TEXT PROVIDED:
(March 21, 2023) Even though India is not regarded as an international fashion hub, several Indians are responsible for the embroidery, embellishments, and fabrics you see from prestigious fashion houses like Versace, Hermès, Christian Louboutin, Gucci, Prada, Dior, and more. Carving a name for themselves, many new-age Indian fashion designers are climbing up the ladder in the cut-throat industry of haute couture. And one such name that has been making waves for quite a while now is New York-based fashion designer, Sheena Sood.
The young designer has been known for celebrating diversity and colours through her fashion house, abacaxi – which is the Portuguese word for ‘pineapple’, which was inspired by a joyful holiday memory on the beaches of Morro de São Paulo. Weaving inspirations from Indian culture, travel, and nature, Sheena’s designs are an amalgamation of world cultures, sustainable production techniques, and striking patterns. “I think it runs in my blood, this obsession with colour, seeking it throughout my life,” she told Global Indian, adding, “My sense of colour comes from traveling in India and the use of colour in our culture. I love Indian maximalism and all of that saturation. It’s so different. And that’s really what inspires me.”
Discovering the artist within
Born in Minneapolis to Indian parents, Sheena would often visit her hometown in India during holidays. While she wasn’t too sure about her path as a young girl, her travels to India inspired her to take up a career in fashion. The striking difference between the day-to-day fashion the youngster saw in USA and India, gave her a unique sense of combining various colour palettes – and that’s how her journey began.

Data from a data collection

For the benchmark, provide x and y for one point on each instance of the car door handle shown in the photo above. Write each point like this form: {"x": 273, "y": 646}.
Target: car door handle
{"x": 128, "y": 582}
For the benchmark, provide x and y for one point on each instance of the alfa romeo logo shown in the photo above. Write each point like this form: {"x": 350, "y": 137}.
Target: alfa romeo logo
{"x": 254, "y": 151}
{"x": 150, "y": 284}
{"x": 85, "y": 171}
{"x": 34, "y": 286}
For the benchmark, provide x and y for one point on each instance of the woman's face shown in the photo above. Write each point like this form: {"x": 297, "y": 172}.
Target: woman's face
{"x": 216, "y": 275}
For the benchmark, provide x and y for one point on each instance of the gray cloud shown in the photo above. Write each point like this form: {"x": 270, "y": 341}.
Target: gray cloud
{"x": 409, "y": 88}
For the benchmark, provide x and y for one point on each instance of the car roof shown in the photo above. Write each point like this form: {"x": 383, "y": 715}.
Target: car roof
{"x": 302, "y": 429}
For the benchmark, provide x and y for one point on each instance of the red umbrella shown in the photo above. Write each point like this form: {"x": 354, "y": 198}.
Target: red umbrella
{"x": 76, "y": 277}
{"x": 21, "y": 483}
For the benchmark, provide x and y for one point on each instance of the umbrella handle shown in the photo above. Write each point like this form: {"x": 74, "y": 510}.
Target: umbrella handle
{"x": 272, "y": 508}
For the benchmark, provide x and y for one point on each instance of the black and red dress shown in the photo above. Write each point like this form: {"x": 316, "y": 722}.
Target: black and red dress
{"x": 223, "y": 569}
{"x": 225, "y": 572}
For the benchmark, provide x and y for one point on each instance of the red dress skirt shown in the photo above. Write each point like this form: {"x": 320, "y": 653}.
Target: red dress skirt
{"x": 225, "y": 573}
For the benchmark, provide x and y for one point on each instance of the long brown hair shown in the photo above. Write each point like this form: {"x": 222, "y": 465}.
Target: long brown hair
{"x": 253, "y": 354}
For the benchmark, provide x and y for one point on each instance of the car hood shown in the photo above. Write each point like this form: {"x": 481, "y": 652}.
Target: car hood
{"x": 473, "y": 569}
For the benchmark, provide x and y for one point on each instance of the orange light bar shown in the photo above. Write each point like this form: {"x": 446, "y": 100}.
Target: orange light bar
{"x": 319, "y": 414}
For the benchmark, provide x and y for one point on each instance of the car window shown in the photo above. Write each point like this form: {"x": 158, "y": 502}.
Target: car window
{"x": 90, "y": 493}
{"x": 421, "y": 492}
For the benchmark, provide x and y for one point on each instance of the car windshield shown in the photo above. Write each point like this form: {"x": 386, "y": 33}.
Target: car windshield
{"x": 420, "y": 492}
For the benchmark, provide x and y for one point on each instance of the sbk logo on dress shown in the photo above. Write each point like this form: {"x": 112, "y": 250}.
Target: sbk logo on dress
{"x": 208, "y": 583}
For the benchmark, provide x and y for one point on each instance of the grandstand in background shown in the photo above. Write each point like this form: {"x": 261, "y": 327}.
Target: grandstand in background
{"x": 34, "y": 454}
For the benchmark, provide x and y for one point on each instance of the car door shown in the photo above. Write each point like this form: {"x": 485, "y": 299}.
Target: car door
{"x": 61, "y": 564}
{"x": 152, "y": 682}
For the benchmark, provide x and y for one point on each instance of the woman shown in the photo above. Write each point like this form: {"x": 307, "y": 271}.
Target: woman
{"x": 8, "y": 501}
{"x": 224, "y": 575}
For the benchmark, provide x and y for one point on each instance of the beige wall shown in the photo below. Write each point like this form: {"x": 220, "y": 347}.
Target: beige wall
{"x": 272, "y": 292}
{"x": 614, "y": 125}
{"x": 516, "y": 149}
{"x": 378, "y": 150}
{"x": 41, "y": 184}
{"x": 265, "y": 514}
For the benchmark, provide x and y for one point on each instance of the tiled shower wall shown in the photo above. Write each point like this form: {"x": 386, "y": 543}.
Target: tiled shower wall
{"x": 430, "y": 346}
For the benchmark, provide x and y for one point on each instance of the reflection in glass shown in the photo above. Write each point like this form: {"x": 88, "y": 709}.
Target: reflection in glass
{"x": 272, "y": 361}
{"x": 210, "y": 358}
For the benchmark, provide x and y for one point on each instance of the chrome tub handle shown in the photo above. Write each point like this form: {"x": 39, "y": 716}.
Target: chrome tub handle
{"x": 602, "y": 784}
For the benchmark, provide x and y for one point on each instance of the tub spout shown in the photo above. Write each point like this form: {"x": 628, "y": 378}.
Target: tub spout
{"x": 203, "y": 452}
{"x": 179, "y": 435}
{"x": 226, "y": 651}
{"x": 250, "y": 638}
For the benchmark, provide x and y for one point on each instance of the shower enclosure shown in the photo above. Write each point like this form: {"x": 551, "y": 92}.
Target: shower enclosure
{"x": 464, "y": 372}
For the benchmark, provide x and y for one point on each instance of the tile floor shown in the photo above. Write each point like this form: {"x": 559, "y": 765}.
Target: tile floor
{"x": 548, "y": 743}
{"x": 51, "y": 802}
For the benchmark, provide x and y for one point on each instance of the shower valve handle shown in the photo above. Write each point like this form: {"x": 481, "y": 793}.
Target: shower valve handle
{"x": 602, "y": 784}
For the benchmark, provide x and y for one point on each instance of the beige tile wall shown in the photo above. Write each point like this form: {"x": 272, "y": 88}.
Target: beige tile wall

TASK:
According to the article about Sheena Sood, what does the Portuguese word "abacaxi" mean?

RESPONSE TO THE TASK:
Pineapple.